**EXCERPT TO READ**
:::
# Fridge trips gfi



## Canadian sparky (Sep 19, 2011)

I'm doing work at this house I've been working on all week..ran a new 15 amp home run for fridge ...fridge has been plugged in all week..no problems...home owner is now installing all new kitchen cabinets from ikea(don't ask)..anyway they plugged in to new 20 amp gfi rceptacles(home run nothing else on on circuit)and he's saying the gfi is tripping. I explained to him the operation of gfi's and how sensitive they are and he is adamant that there is something wrong with the receptacle...he is as stubborn as a mule..he owes me the last 20% .how do you guys handle something like this when you know you're right and the homeowner is an idiot???!


----------



## AllWIRES (Apr 10, 2014)

Canadian sparky said:


> I'm doing work at this house I've been working on all week..ran a new 15 amp home run for fridge ...fridge has been plugged in all week..no problems...home owner is now installing all new kitchen cabinets from ikea(don't ask)..anyway they plugged in to new 20 amp gfi rceptacles(home run nothing else on on circuit)and he's saying the gfi is tripping. I explained to him the operation of gfi's and how sensitive they are and he is adamant that there is something wrong with the receptacle...he is as stubborn as a mule..he owes me the last 20% .how do you guys handle something like this when you know you're right and the homeowner is an idiot???!
:::
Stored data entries
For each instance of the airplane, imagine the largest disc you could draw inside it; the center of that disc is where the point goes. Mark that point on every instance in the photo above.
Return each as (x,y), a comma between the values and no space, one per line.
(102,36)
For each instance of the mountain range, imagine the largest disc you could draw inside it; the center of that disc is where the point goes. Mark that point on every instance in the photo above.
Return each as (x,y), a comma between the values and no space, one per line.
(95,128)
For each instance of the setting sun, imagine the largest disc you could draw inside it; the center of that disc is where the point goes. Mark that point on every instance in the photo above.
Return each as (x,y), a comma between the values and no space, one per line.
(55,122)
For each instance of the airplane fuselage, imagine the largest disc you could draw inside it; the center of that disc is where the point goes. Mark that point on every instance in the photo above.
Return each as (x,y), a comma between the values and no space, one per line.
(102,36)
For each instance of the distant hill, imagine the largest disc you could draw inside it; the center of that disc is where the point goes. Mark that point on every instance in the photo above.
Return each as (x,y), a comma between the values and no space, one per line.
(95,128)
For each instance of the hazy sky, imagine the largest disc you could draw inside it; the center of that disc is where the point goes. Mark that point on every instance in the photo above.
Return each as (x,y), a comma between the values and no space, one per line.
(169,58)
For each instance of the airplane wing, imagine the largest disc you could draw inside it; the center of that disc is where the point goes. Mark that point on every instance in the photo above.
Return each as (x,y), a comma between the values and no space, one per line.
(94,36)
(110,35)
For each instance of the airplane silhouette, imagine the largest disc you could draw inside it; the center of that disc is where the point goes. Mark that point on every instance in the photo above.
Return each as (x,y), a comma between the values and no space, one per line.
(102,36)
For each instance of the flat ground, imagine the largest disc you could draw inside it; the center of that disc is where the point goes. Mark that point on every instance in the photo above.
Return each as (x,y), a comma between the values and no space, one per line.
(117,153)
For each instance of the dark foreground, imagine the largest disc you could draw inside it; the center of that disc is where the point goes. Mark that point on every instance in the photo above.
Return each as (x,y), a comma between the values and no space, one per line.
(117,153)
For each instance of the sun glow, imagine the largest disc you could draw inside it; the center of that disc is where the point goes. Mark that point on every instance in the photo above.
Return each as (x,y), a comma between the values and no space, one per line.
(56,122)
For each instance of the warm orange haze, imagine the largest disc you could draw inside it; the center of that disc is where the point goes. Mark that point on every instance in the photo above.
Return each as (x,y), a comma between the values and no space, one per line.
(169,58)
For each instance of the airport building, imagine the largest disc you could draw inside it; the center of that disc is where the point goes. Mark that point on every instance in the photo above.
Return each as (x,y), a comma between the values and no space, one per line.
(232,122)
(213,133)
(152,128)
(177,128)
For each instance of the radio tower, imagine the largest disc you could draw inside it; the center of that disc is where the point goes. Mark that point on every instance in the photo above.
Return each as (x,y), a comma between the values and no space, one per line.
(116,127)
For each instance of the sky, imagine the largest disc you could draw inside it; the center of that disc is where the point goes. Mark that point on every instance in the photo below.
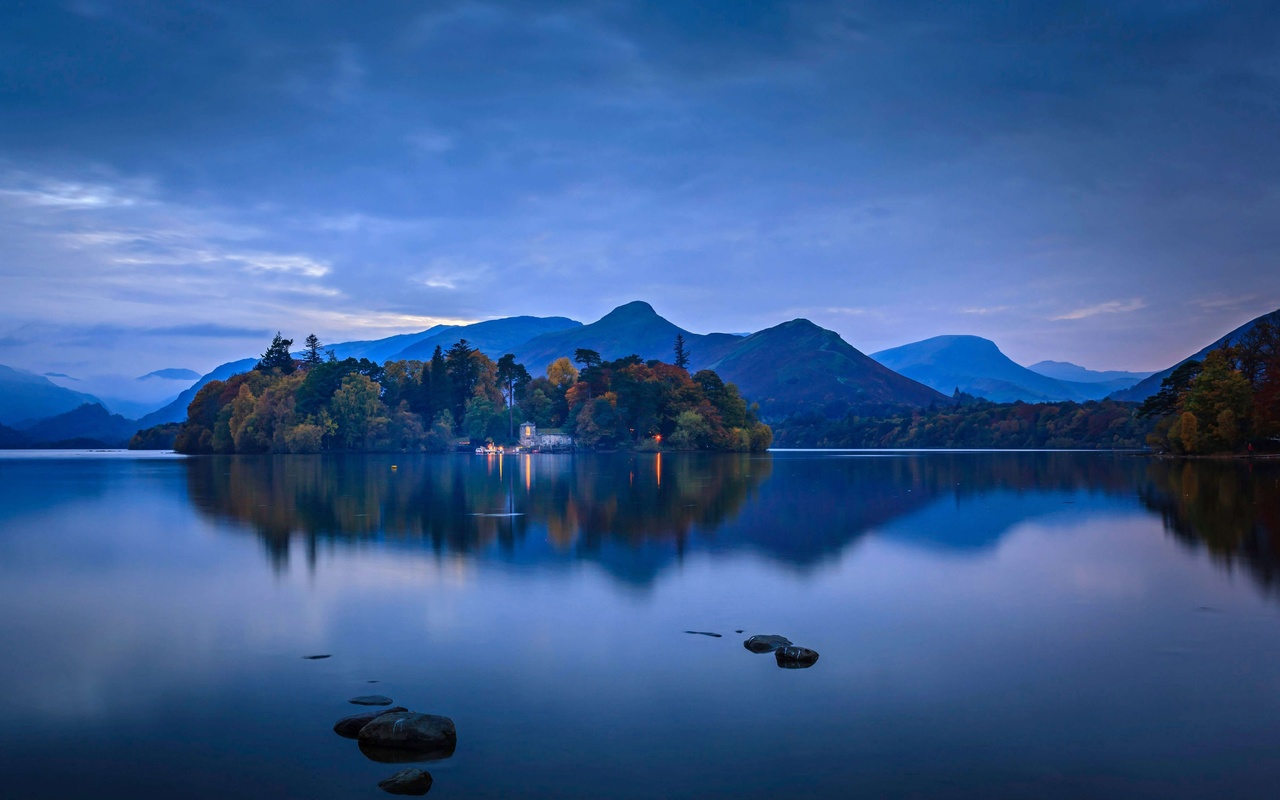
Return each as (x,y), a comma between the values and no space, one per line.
(1088,182)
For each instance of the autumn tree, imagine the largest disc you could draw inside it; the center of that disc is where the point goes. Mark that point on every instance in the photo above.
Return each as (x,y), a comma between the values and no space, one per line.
(311,350)
(277,356)
(681,352)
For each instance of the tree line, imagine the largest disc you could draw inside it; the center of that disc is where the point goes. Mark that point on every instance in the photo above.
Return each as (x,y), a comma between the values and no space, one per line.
(318,402)
(973,423)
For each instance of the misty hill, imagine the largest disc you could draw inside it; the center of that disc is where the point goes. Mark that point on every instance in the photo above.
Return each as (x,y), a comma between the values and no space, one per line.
(494,338)
(1150,385)
(12,439)
(177,410)
(1065,370)
(634,328)
(170,374)
(88,425)
(26,396)
(798,365)
(977,366)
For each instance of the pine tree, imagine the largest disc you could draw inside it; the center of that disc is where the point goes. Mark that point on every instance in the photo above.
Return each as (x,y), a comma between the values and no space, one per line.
(311,351)
(681,352)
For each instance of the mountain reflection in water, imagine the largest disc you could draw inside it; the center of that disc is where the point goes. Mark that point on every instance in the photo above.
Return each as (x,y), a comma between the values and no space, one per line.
(639,513)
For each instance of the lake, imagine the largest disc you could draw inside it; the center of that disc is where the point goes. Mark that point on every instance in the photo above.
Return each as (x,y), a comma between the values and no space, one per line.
(990,625)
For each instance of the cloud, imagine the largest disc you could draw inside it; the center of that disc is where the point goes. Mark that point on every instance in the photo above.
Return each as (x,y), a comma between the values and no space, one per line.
(1112,306)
:::
Resume the forum thread about the fridge tripping a GFI receptacle, starting right after the last message shown.

**FINAL ANSWER**
Fridges are notorious for tripping GFCIs. Something with the compressors. If it's an older fridge it gets worse. Some manufactures recommend not using GFCIs anyway. You really don't want to take a risk of the GFCI tripping and spoiling your food. I would do my best to explain this to the customer. You could even put a load splitter on the fridge and measure the hot and neutral at the same time with a clamp meter. If it gives you a reading then there's your proof to the leakage current tripping the GFCI. Put the meter on max/min and wait for the compressor or ice maker to kick on. You could also call the fridge manufacture and see what they say about GFCI protection and their product. Or replace the receptacle and when it trips explain it all over to him again.


----------



## 480sparky (Sep 20, 2007)

Tell him to trot down to Home Depot and buy a 3-pack of GFCIs and change them out himself. Once he gets the third one installed, maybe he'll realize you were telling the truth.


----------



## Dennis Alwon (May 9, 2009)

I have had my fridge on a gfci for 10 years- no issue. All commercial refrigerators in kitchen need to be gfci. If the gfci is tripping then there is some leakage on the compressor that could be potential dangerous. The gfci is doing its job. Fix the compressor or get a new refrigerator


----------



## daks (Jan 16, 2013)

Cabinet installers didn't put a screw threw a wire did they?

Why do you have GFI on a fridge circuit?


----------



## Skipbayless (May 19, 2014)

Gfi behind the fridge? Is it necessary in this application? 

Sent from my SCH-I535 using electriciantalk.com mobile app


----------



## Big John (May 23, 2010)

Seen lots of bad defrost circuits trip GFCIs, I know compressors are supposed to be notorious for it, too.

If it was me, first I'd plug it into a couple different GFCIs to be sure the problem followed the fridge. Then I'd take multimeter and put it on "milliamps" in series with the equipment ground wire and show him the current flow to demonstrate the problem.


----------



## five.five-six (Apr 9, 2013)

Had this problem with a washing machine, I just swapped receps with the dryer and the problem stayed with the washing machine. 

Loan him a cord and plug it into a kitchen recep, if it still trips you know it's the frige. If it stops tripping you know it's the GFCi.


----------



## chicken steve (Mar 22, 2011)

We have a really nice fridge here, all the bells & whistles...:thumbup:

Came from a 2nd home, gfci tripped via lightning strike

~CS~


----------



## five.five-six (Apr 9, 2013)

Why would you want a whistle on your refrigerator? :shifty:


----------



## Big John (May 23, 2010)

It goes off when the milk starts to sour.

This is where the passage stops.